=== Records to use ===
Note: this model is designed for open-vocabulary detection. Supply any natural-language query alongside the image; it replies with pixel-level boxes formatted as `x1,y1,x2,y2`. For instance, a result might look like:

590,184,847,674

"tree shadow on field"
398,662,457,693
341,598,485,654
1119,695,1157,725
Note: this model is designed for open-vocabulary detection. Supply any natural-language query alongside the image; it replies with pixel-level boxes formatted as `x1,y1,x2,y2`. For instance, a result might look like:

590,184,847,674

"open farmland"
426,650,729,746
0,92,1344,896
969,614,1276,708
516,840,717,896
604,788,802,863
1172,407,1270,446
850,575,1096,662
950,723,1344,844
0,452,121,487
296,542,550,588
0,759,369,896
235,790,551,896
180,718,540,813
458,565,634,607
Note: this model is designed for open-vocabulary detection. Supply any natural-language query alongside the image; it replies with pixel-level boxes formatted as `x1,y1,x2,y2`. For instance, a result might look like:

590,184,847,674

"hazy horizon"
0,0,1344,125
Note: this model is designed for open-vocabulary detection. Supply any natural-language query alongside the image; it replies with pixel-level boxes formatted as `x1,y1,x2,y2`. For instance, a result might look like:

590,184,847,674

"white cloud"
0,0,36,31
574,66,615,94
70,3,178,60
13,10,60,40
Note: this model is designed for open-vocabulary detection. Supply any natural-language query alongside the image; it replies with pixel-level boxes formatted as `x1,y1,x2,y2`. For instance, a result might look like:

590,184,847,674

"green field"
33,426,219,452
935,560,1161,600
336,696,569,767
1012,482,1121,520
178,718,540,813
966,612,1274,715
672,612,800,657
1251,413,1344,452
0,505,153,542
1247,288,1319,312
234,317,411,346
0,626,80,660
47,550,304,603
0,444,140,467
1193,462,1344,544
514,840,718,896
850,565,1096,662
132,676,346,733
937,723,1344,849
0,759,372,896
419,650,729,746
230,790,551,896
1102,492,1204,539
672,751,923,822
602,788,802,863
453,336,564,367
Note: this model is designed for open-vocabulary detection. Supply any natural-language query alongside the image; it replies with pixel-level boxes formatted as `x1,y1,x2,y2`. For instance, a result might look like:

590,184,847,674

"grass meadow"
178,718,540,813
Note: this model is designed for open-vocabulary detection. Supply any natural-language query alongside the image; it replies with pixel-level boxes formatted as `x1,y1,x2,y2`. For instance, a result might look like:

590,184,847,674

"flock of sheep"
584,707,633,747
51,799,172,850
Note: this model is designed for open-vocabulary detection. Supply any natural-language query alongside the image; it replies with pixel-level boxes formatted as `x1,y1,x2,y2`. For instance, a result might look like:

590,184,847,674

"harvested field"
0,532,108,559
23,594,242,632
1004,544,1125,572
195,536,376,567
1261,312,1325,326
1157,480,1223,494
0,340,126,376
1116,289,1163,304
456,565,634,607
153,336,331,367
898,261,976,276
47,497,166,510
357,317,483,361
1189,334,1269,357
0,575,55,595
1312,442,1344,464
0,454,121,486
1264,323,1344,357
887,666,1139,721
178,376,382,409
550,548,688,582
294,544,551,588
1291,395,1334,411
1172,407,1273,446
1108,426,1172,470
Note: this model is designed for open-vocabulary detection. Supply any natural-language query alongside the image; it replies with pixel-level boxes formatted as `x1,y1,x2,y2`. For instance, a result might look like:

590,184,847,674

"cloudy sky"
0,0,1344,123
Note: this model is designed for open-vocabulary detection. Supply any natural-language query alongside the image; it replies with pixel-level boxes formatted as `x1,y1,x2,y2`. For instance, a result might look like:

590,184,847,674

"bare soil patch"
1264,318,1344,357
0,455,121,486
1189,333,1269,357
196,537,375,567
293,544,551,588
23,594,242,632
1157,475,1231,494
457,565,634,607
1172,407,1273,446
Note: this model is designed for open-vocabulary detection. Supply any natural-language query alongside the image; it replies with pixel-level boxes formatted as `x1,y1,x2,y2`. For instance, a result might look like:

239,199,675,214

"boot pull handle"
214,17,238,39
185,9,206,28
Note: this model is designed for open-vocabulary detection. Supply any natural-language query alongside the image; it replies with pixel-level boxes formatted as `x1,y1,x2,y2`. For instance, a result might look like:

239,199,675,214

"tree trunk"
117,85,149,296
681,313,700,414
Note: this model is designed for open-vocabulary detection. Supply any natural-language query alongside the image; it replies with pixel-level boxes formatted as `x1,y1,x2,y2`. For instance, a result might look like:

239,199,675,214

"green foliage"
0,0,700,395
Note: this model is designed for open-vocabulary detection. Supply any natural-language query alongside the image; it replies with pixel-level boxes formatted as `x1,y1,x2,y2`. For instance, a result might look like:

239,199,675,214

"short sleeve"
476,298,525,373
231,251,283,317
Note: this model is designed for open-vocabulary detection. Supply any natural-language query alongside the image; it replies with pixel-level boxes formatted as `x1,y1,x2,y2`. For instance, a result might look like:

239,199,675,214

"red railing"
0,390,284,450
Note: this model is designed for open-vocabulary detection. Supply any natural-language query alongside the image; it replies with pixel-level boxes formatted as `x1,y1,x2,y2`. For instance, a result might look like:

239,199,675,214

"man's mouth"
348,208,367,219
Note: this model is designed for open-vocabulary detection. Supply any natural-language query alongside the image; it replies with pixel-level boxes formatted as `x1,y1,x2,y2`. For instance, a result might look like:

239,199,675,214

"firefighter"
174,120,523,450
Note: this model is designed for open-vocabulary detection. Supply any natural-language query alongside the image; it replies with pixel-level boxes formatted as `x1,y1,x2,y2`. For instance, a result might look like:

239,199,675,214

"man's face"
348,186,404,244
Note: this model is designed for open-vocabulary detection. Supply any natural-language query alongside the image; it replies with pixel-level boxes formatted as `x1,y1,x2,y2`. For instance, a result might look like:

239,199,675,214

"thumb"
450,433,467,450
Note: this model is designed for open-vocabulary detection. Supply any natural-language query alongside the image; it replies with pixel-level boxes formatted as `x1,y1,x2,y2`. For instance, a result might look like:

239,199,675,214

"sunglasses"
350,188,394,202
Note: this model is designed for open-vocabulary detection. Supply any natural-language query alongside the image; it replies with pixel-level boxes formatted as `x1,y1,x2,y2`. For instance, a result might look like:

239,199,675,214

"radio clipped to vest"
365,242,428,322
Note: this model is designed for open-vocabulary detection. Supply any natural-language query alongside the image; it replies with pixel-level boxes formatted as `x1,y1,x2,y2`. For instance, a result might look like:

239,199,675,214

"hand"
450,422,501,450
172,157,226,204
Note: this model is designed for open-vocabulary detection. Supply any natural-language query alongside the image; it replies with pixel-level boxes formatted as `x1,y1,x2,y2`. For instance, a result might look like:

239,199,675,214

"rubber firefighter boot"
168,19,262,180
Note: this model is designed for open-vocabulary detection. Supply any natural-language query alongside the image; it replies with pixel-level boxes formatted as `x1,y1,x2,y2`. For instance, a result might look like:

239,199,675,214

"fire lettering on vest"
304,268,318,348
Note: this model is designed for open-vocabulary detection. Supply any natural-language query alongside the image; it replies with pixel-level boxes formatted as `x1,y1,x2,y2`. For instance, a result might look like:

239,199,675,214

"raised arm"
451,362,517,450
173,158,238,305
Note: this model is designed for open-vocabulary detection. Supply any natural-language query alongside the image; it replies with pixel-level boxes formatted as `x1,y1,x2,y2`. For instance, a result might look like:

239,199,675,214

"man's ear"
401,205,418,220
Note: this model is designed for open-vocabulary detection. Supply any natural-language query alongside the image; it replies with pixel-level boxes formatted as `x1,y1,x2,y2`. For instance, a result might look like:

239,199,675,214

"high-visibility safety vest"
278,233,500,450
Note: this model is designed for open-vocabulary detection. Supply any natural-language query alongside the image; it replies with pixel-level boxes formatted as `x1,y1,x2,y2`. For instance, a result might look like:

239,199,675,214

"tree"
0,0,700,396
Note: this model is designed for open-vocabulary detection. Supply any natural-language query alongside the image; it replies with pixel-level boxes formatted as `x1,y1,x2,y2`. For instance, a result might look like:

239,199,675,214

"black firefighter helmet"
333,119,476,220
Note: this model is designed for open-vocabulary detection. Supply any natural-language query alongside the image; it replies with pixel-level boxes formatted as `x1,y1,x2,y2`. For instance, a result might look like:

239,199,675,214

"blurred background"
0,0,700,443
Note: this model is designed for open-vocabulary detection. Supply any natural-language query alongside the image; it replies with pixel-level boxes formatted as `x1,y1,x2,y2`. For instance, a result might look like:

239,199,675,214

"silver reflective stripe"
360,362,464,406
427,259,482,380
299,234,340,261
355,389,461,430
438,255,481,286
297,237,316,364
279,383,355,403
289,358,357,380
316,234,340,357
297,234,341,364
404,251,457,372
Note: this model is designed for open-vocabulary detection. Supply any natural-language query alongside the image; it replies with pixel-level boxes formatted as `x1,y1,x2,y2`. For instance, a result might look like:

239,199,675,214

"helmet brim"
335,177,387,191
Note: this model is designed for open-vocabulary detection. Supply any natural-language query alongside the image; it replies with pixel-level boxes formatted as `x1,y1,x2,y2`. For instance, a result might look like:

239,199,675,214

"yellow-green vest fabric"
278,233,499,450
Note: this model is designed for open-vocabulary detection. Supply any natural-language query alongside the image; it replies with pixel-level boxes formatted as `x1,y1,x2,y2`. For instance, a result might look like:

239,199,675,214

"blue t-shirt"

=== What to produce ===
Reproduce the items above unchanged, beginning at their first line and continuing through the line that contains "398,662,457,693", with both of those lines included.

=== Response to the task ===
Note: this model is designed for open-vocabulary detection. Supply any natural-language query alongside the image; it replies with pixel-level boxes formatted as `x1,y1,x2,y2`. For instance, a result might look like:

590,184,847,674

"tree shadow on field"
398,662,457,693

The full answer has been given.